(SOURCE PASSAGE Opens)

We don’t know yet, and perhaps may never find out, how effective it will be to quarantine the entire city to stop the epidemic. Germs and viruses don’t respect borders and roadblocks. But the extreme measure of quarantining a megacity had other effects. It sent an alert across the country about the epidemic, and people rushed to drugstores the next morning to secure facemasks and fever-relief medicines. For the next week during the New Year, few ventured outside their home. Streets and shops became deserted, not only in Wuhan and Hubei province, but across the country. Li Zhigang, the Dean of the School of Urban Planning at Wuhan University told me via WeChat, “it’s good to send a strong message to the public, by ordering to close the city. Otherwise, people wouldn’t realize how serious this is.” The lockdown of Wuhan may or may not be working to stop the virus from spreading, but by imposing it, the government signaled to the public that it is making extraordinary efforts to fight the epidemic — and therefore, it should not be blamed later.
Ten days into the Wuhan lockdown, the cost of quarantining the megacity is only beginning to surface. Given the sudden decision for the quarantine, hospitals didn’t have enough time to secure medical supplies, such as facemasks, protective wears, and medicine. Road closure made logistics a nightmare. There have been price hikes for food as suppliers can’t get their produce to the supermarkets in the city fast enough. The ban on public transit in Wuhan city made it difficult for doctors and patients to get around, and they have to either walk or ride bicycles. The lockdown affects the less affluent villages in the surrounding region outside Wuhan even more. According to Sanlian Weekly, a highly-regarded national magazine, chicken farms in Hubei province are running out of feed because of the roadblocks, and tens of millions of chickens are starving to death.

(SOURCE PASSAGE Closes)
(DATA FOR ANALYSIS Opens)

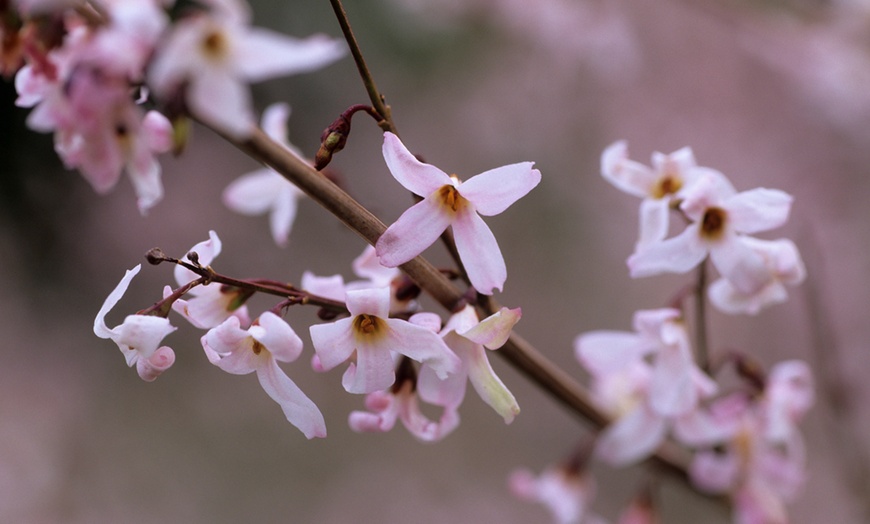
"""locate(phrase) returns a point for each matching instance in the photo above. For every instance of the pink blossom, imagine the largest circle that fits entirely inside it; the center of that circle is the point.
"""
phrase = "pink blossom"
(566, 493)
(211, 304)
(469, 338)
(370, 338)
(401, 402)
(447, 201)
(139, 336)
(264, 190)
(659, 186)
(259, 349)
(785, 268)
(215, 54)
(720, 218)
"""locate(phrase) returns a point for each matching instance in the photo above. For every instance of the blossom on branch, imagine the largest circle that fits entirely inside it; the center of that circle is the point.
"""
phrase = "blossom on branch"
(259, 349)
(446, 202)
(370, 339)
(264, 190)
(139, 336)
(213, 55)
(470, 338)
(721, 218)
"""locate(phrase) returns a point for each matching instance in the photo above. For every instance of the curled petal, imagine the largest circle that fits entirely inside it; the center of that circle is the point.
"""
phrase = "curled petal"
(151, 368)
(493, 331)
(489, 386)
(298, 408)
(277, 336)
(100, 327)
(479, 252)
(758, 210)
(495, 190)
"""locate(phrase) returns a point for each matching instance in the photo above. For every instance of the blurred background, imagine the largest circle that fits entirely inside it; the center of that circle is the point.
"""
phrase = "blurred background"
(772, 93)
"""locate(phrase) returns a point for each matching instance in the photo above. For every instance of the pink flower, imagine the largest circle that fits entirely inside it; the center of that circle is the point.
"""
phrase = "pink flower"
(215, 54)
(372, 338)
(259, 349)
(566, 493)
(720, 218)
(213, 303)
(139, 336)
(447, 201)
(264, 190)
(785, 268)
(469, 338)
(401, 402)
(659, 187)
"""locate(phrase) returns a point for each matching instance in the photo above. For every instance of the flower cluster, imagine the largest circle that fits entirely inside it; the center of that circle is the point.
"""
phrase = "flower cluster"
(374, 339)
(92, 73)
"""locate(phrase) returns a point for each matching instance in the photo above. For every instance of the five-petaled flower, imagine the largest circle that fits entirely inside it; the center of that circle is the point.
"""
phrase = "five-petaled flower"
(139, 336)
(446, 202)
(371, 338)
(258, 349)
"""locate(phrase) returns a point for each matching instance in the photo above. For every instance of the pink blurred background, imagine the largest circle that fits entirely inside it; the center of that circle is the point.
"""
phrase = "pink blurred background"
(773, 95)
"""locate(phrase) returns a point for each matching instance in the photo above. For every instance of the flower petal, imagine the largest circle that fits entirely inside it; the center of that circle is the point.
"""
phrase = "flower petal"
(417, 229)
(493, 191)
(678, 254)
(415, 176)
(100, 327)
(479, 252)
(758, 210)
(297, 407)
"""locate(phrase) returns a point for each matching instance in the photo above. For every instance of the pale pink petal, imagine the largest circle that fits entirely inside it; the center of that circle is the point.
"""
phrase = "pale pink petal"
(373, 371)
(297, 407)
(277, 336)
(741, 265)
(449, 391)
(627, 175)
(334, 343)
(385, 412)
(493, 191)
(631, 438)
(493, 331)
(422, 345)
(758, 210)
(678, 254)
(206, 251)
(415, 176)
(479, 252)
(151, 368)
(223, 101)
(417, 229)
(142, 334)
(100, 327)
(264, 54)
(489, 386)
(672, 390)
(603, 352)
(654, 213)
(254, 193)
(369, 301)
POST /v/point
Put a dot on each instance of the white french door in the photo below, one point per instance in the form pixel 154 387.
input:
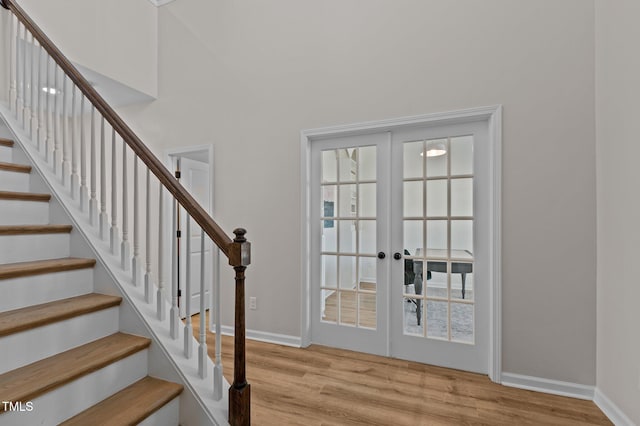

(DATA FOR ANALYSIS Closes)

• **PROBLEMS TO SOLVE**
1. Rewrite the paragraph of the Wuhan lockdown passage that begins "Ten days into the Wuhan lockdown" as a bulleted list, keeping its main facts.
2. Proceed with the Wuhan lockdown passage, starting after its last sentence.

• **RESPONSES BY TASK**
1.
- Ten days into the lockdown, the cost of quarantining Wuhan is only beginning to surface.
- Because the quarantine was decided suddenly, hospitals had no time to secure facemasks, protective wear and medicine.
- Road closures made logistics a nightmare.
- Food prices rose because suppliers couldn't get produce to the city's supermarkets fast enough.
- The public transit ban forced doctors and patients to walk or ride bicycles.
- Less affluent villages outside Wuhan are hit even harder. Sanlian Weekly reports that roadblocks have left Hubei chicken farms running out of feed, and tens of millions of chickens are starving to death.

2.
Perhaps no country can prepare for an epidemic at this scale, and China is taking aggressive measures to contain the outbreak. These measures showcase the country’s tremendous mobilizing power and state capacity. But the epidemic also exposed many core issues of the Chinese model of governing: the habitual tendency of government officials to cover up problems, the lack of information disclosure to the public, and tightened media censorship under Xi Jinping’s authoritarian rule. If the government had acted quickly in the initial period of the outbreak in December, instead of denying the epidemic, it would not have needed to lockdown Wuhan and its surrounding region of 50 million people. The lockdown will affect the poor the most: impoverished farmers, small businesses, migrant workers, and other urban poor who are trapped in the city. The real cost of quarantining a megacity, unprecedented in history, will become more evident in the coming weeks.
Xuefei Ren is Associate Professor of Global Urban Studies and Sociology at Michigan State University, and the author of Governing the Urban in China and India (Princeton University Press, 2020).